◆ Instructions to follow: Please turn the items below into a numbered list, leaving out the pictures and any blank lines.

━━━━━━━━━━━━━━━━━━━━━━━━━━━━━━

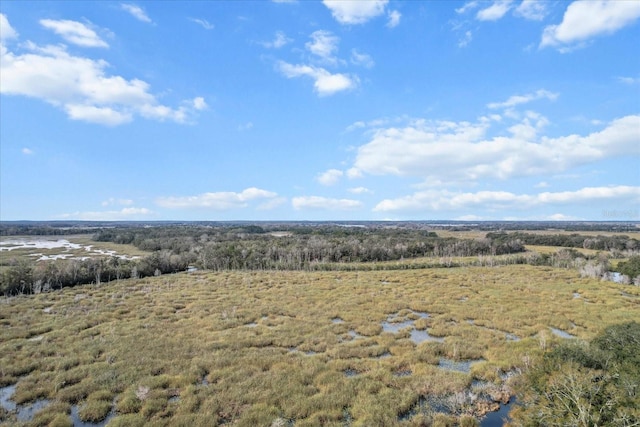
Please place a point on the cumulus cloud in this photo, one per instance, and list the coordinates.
(203, 23)
(523, 99)
(137, 12)
(362, 59)
(279, 41)
(323, 44)
(394, 19)
(467, 7)
(113, 201)
(629, 80)
(494, 12)
(533, 10)
(462, 151)
(444, 200)
(330, 177)
(114, 215)
(6, 30)
(325, 83)
(584, 20)
(82, 88)
(223, 200)
(324, 203)
(465, 39)
(74, 32)
(355, 11)
(360, 190)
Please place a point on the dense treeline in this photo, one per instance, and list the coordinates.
(246, 247)
(594, 383)
(602, 243)
(175, 247)
(252, 247)
(26, 276)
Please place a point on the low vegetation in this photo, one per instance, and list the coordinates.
(319, 326)
(273, 348)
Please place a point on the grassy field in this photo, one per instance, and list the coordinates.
(284, 348)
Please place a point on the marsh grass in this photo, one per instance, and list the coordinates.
(258, 348)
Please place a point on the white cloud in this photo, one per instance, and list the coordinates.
(279, 41)
(362, 59)
(467, 7)
(444, 200)
(533, 10)
(323, 203)
(360, 190)
(465, 39)
(394, 19)
(355, 11)
(74, 32)
(523, 99)
(136, 12)
(324, 44)
(123, 214)
(203, 23)
(113, 201)
(6, 30)
(81, 87)
(494, 12)
(330, 177)
(461, 151)
(629, 80)
(220, 201)
(100, 115)
(586, 19)
(325, 83)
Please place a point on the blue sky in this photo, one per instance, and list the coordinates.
(320, 110)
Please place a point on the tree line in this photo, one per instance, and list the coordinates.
(176, 247)
(578, 383)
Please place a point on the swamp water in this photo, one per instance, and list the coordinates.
(394, 326)
(26, 412)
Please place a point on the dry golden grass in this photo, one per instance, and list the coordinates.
(261, 348)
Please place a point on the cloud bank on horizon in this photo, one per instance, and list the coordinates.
(332, 110)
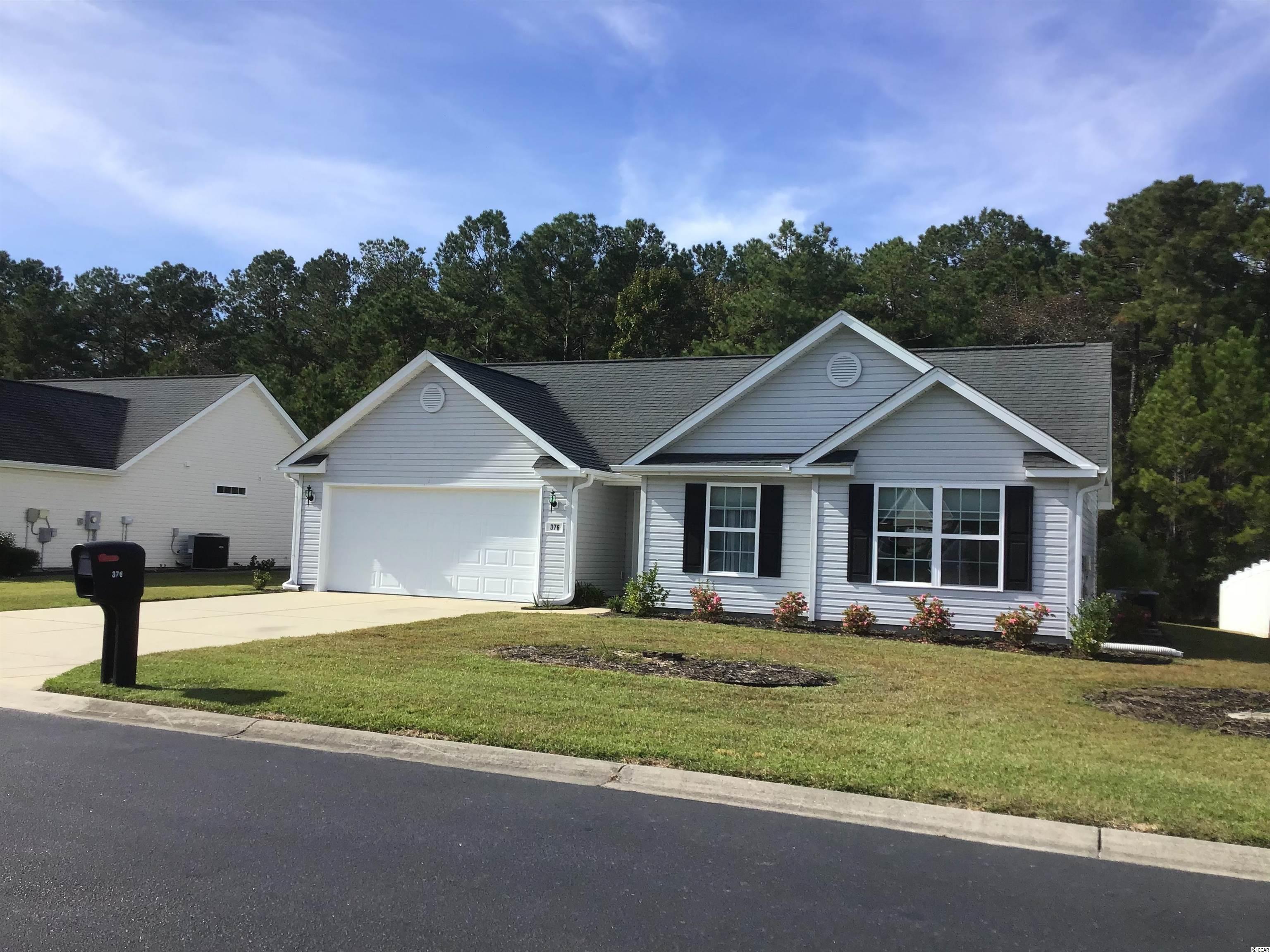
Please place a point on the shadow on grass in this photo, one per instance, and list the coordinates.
(1217, 645)
(230, 696)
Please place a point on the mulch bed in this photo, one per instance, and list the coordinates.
(670, 664)
(1192, 707)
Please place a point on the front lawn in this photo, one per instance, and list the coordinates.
(1009, 733)
(59, 591)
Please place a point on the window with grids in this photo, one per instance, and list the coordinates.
(906, 533)
(971, 537)
(733, 530)
(967, 536)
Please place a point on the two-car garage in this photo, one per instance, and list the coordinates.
(431, 541)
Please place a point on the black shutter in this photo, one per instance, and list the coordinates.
(771, 527)
(860, 532)
(694, 527)
(1019, 506)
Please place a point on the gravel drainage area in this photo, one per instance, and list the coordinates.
(1225, 710)
(670, 664)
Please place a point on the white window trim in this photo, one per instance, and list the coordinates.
(705, 543)
(938, 535)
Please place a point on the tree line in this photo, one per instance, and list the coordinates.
(1175, 276)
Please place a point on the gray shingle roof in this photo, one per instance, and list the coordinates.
(60, 427)
(601, 412)
(1062, 389)
(624, 405)
(152, 409)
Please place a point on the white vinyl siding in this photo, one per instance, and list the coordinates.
(973, 610)
(238, 443)
(556, 545)
(602, 535)
(798, 407)
(310, 535)
(943, 438)
(399, 442)
(755, 596)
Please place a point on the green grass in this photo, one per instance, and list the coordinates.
(59, 591)
(1006, 733)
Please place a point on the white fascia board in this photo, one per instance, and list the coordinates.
(393, 385)
(56, 468)
(828, 470)
(760, 374)
(1075, 474)
(920, 386)
(251, 381)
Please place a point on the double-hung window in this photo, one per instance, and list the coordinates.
(732, 540)
(940, 536)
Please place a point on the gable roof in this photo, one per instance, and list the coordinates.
(1062, 389)
(108, 422)
(55, 427)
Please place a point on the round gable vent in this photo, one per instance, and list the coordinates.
(844, 370)
(432, 398)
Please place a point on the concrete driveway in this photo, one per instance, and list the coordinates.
(41, 643)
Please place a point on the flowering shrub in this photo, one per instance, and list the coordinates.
(789, 611)
(931, 619)
(707, 605)
(858, 620)
(1019, 626)
(1091, 625)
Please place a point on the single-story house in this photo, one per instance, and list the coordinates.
(153, 460)
(846, 468)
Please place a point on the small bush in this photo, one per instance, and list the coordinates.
(1091, 625)
(858, 620)
(1129, 622)
(1019, 626)
(931, 619)
(790, 610)
(588, 596)
(707, 603)
(645, 593)
(261, 573)
(14, 559)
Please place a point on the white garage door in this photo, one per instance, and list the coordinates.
(449, 543)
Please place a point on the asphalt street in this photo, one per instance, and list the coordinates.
(126, 838)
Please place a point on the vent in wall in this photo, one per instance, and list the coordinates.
(844, 370)
(432, 398)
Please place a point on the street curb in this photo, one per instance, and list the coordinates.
(955, 823)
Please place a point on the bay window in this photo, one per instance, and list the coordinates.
(939, 536)
(732, 543)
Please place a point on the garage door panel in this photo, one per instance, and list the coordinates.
(473, 544)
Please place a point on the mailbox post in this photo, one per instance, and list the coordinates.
(112, 574)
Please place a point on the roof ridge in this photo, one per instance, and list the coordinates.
(162, 376)
(1010, 347)
(629, 359)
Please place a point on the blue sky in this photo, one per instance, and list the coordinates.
(135, 133)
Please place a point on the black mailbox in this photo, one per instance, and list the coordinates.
(112, 574)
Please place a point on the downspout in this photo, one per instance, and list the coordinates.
(1077, 559)
(572, 562)
(293, 583)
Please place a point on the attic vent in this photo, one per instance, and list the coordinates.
(844, 370)
(432, 398)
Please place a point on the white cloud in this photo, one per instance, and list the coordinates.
(130, 126)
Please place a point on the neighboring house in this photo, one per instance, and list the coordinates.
(845, 468)
(1245, 601)
(150, 456)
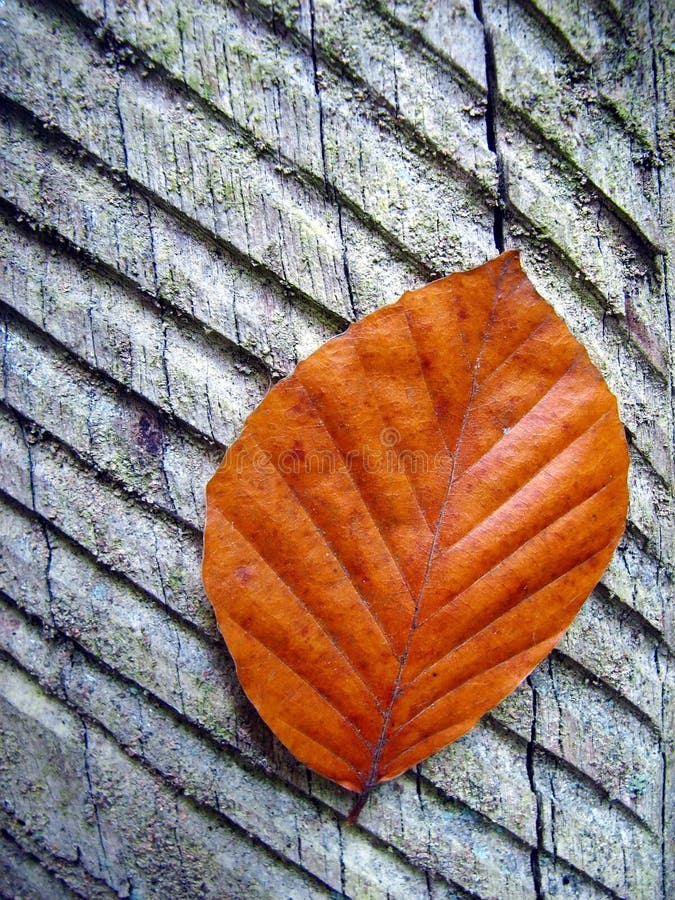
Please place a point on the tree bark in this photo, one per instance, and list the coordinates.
(196, 195)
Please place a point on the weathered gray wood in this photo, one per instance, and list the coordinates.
(194, 197)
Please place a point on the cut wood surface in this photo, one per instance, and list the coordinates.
(193, 198)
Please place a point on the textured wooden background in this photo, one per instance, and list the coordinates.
(195, 196)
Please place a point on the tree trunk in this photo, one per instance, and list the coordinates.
(196, 195)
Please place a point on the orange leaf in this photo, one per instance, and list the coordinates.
(410, 521)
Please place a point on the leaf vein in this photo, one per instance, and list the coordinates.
(326, 699)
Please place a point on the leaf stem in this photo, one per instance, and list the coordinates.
(358, 806)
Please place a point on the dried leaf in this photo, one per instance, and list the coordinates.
(410, 521)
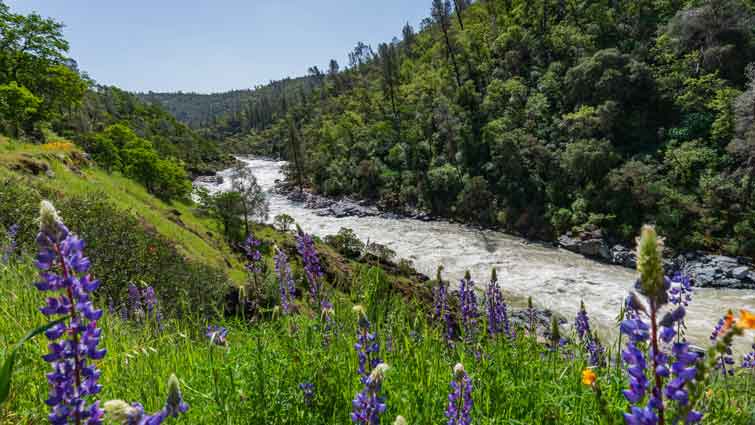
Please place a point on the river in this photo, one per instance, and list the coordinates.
(555, 278)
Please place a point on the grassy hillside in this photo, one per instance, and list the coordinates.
(544, 117)
(72, 176)
(255, 377)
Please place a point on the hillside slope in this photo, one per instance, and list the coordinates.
(545, 117)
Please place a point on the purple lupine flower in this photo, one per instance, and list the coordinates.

━━━━━━━━━━━━━━━━━━━━━━━━━━━━━━

◆ The solution:
1. Please place a point on the cumulus cloud in this photo, one per instance, and list the coordinates.
2. (203, 23)
3. (523, 99)
4. (137, 12)
5. (362, 59)
6. (279, 41)
7. (323, 44)
8. (394, 19)
9. (467, 7)
10. (113, 201)
11. (629, 80)
12. (494, 12)
13. (533, 10)
14. (462, 151)
15. (444, 200)
16. (330, 177)
17. (114, 215)
18. (6, 30)
19. (325, 83)
20. (584, 20)
21. (82, 88)
22. (223, 200)
23. (324, 203)
24. (465, 39)
25. (74, 32)
26. (355, 11)
27. (360, 190)
28. Please place a point on the dense treeline in this photo, one per instance, and list the coordinates.
29. (246, 247)
30. (594, 383)
31. (602, 243)
32. (175, 247)
33. (252, 247)
34. (26, 276)
35. Please place a point on the low vegetation in this photo, one per instance, and list the coordinates.
36. (319, 326)
37. (273, 348)
38. Please place a point on the grassy field in this photo, one per instance, and list the coordinates.
39. (284, 348)
40. Please place a point on the marsh grass in this photo, one per instance, and list the coordinates.
41. (258, 348)
42. Please place a point on the white cloud in this photo, one per instance, and list the coordinates.
43. (279, 41)
44. (362, 59)
45. (467, 7)
46. (444, 200)
47. (533, 10)
48. (323, 203)
49. (360, 190)
50. (465, 39)
51. (394, 19)
52. (355, 11)
53. (74, 32)
54. (523, 99)
55. (136, 12)
56. (324, 44)
57. (123, 214)
58. (203, 23)
59. (113, 201)
60. (6, 30)
61. (81, 87)
62. (494, 12)
63. (330, 177)
64. (461, 151)
65. (629, 80)
66. (220, 201)
67. (100, 115)
68. (586, 19)
69. (325, 83)
70. Please place a point on the blue sky in this photo, one per instance, and list the coordinates.
71. (320, 110)
72. Please place a point on the tree line in this photo, one per instance, and list the coordinates.
73. (176, 247)
74. (578, 383)
75. Please place a point on the swamp water in this photo, one per instance, and list the coordinates.
76. (394, 326)
77. (26, 412)
78. Please place a point on the dry golden grass in this photo, one per instance, and list the coordinates.
79. (261, 348)
80. Please place a point on the cloud bank on horizon in this photo, one per instance, and list the coordinates.
81. (332, 110)
82. Please place a point on the shadow on grass in this photo, one per instance, and list the coordinates.
83. (1217, 645)
84. (230, 696)
85. Please place a point on the mulch bed in this photo, one per instance, and list the coordinates.
86. (670, 664)
87. (1192, 707)
88. Please place a point on the front lawn in this photo, one per instance, and list the coordinates.
89. (1009, 733)
90. (59, 591)
91. Please place a point on the window with grids in this photo, one per instance, and list the coordinates.
92. (906, 533)
93. (971, 537)
94. (733, 530)
95. (967, 536)
96. Please place a point on the two-car garage in this photo, one per instance, and list the coordinates.
97. (431, 541)
98. Please place a point on the black shutter in this photo, one per instance, and list the coordinates.
99. (771, 527)
100. (860, 532)
101. (694, 527)
102. (1019, 506)
103. Please place a point on the gravel drainage area in this photo, one per instance, and list the coordinates.
104. (1225, 710)
105. (670, 664)
106. Please place a point on the white window trim in this photo, one per instance, and list the coordinates.
107. (705, 543)
108. (938, 535)
109. Please place a point on the tree line in this photo, one per instance, and list the coordinates.
110. (1175, 276)
111. Please place a point on the gray shingle roof in this photo, one per instance, and list the coordinates.
112. (60, 427)
113. (601, 412)
114. (1062, 389)
115. (624, 405)
116. (152, 409)
117. Please place a point on the white vinyl siding in this photo, one per instance, and list the coordinates.
118. (973, 610)
119. (238, 443)
120. (556, 545)
121. (602, 535)
122. (798, 407)
123. (310, 535)
124. (943, 438)
125. (399, 442)
126. (755, 596)
127. Please place a point on the green grass in this photo, one per instance, and list the coordinates.
128. (59, 591)
129. (1006, 733)
130. Please place a point on the white fascia board in this photo, one per instance, and list the coordinates.
131. (393, 385)
132. (56, 468)
133. (828, 470)
134. (760, 374)
135. (1075, 474)
136. (920, 386)
137. (251, 381)
138. Please place a point on the double-hung window in this photo, one per instance, and list the coordinates.
139. (732, 540)
140. (940, 536)
141. Please place a point on the gable roof in this photo, one per instance, and list the coordinates.
142. (1062, 389)
143. (108, 422)
144. (55, 427)
145. Please place a point on the round gable vent in this photo, one per instance, and list the coordinates.
146. (844, 370)
147. (432, 398)
148. Please place a point on the concrete driveway in this photo, one per instance, and list the coordinates.
149. (41, 643)
150. Please place a point on the flowering shrub in this photo, one per instance, and list the coordinates.
151. (789, 611)
152. (931, 619)
153. (707, 605)
154. (858, 620)
155. (1019, 626)
156. (1091, 625)
157. Please place a point on the single-story house in this photo, one per instance, and list the coordinates.
158. (153, 460)
159. (846, 468)
160. Please place a point on the small bush in this photo, one per instance, and list the coordinates.
161. (1091, 625)
162. (858, 620)
163. (1129, 622)
164. (1019, 626)
165. (931, 619)
166. (790, 610)
167. (588, 596)
168. (707, 603)
169. (645, 593)
170. (261, 573)
171. (14, 559)
172. Please place a point on the white garage door in this photo, one per instance, and list the coordinates.
173. (449, 543)
174. Please place a point on the asphalt street in this photo, one per instance, and list the coordinates.
175. (126, 838)
176. Please place a point on the vent in wall in this photo, one per instance, and list the coordinates.
177. (844, 370)
178. (432, 398)
179. Please place a point on the street curb in this photo, one per instance, and list the coordinates.
180. (955, 823)
181. Please place a point on the bay window in this photo, one per instance, and list the coordinates.
182. (939, 536)
183. (732, 543)
184. Please place a point on the garage door panel in this photo, one per instance, and list the coordinates.
185. (473, 544)
186. Please place a point on the mailbox post in this photo, one per instance, and list the coordinates.
187. (112, 574)
188. Please place a point on the roof ridge in this photo, one per instance, and list the coordinates.
189. (162, 376)
190. (1010, 347)
191. (629, 359)
192. Please place a point on the blue sky in this photo, one per instance, and list the coordinates.
193. (135, 133)
194. Please place a point on the black mailbox in this photo, one per instance, and list the coordinates.
195. (112, 574)
196. Please place a point on the downspout in this photo, one per instance, and list the coordinates.
197. (1077, 559)
198. (572, 562)
199. (293, 583)
200. Please place a point on the attic vent in this photo, one per instance, and list the coordinates.
201. (844, 370)
202. (432, 398)
203. Please place a point on the white cloud in this photo, one per instance, and list the coordinates.
204. (130, 126)
205. Please place a point on the neighboring house in this photo, one per instance, and list the coordinates.
206. (845, 468)
207. (1245, 601)
208. (150, 456)
209. Please place a point on the tree bark in this photo, one per instance, and list the coordinates.
210. (196, 195)
211. Please place a point on the weathered gray wood in this photo, one per instance, and list the coordinates.
212. (194, 197)
213. Please place a point on the cut wood surface in this photo, one per instance, and list the coordinates.
214. (193, 198)
215. Please place a point on the textured wooden background in this photo, one per instance, and list the coordinates.
216. (195, 196)
217. Please place a point on the tree trunk in this photo, one per instance, and list the coordinates.
218. (196, 195)
219. Please place a point on the orange leaf in this photo, one per instance, and list the coordinates.
220. (410, 521)
221. Please place a point on the leaf vein in this photo, one per instance, and list the coordinates.
222. (326, 699)
223. Please place a point on the leaf stem in this photo, one per instance, and list the coordinates.
224. (358, 806)
225. Please place a point on the dried leaf in this photo, one per instance, and list the coordinates.
226. (410, 521)
227. Please place a point on the river in this photo, one per instance, and list the coordinates.
228. (555, 278)
229. Please place a point on the grassy hillside in this photo, one per instance, and list the coordinates.
230. (544, 117)
231. (72, 176)
232. (255, 377)
233. Please place a point on the hillside slope in this photo, one per instance, and list the coordinates.
234. (545, 117)
235. Please place a point on the purple lupine flower in this photo, one per instance, and list the coordinates.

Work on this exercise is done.